#### Extracted records:
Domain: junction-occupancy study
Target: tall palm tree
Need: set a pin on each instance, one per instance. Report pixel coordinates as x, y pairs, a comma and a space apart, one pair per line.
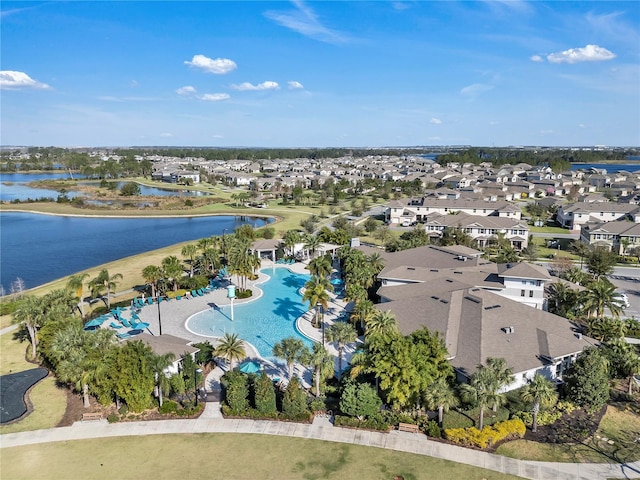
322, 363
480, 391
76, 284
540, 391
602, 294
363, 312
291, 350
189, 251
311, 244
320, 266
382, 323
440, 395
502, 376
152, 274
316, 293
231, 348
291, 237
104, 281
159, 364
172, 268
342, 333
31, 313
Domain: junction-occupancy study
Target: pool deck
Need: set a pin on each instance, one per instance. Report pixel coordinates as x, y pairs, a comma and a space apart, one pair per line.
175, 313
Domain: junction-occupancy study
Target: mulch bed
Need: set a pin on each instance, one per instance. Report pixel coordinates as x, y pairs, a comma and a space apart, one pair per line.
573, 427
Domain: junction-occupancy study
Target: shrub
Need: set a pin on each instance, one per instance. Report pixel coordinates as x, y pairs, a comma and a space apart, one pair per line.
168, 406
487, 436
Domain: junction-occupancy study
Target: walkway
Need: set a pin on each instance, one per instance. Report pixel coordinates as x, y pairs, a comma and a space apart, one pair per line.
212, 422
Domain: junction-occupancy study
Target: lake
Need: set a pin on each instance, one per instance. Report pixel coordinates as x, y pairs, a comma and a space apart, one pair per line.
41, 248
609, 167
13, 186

#### Exercise:
Would you print exactly, and only, the lines of the data above from the line with "Target: shrub" through the line with "Target: lake", inclusive?

#### Answer to the exercise:
Target: shrub
Need: set a pin on each instance, one per instance. Report pixel coordinates as x, y pairs, a comma and a space apart, one pair per line.
168, 406
487, 436
Domain: junction-occupancy study
Target: walkway
Need: set a pin on each instance, one per instance. Report pixel coordinates as x, y pairs, a comma and a space apart, one pair per line.
212, 422
Domain: junction-occupancy study
Target: lake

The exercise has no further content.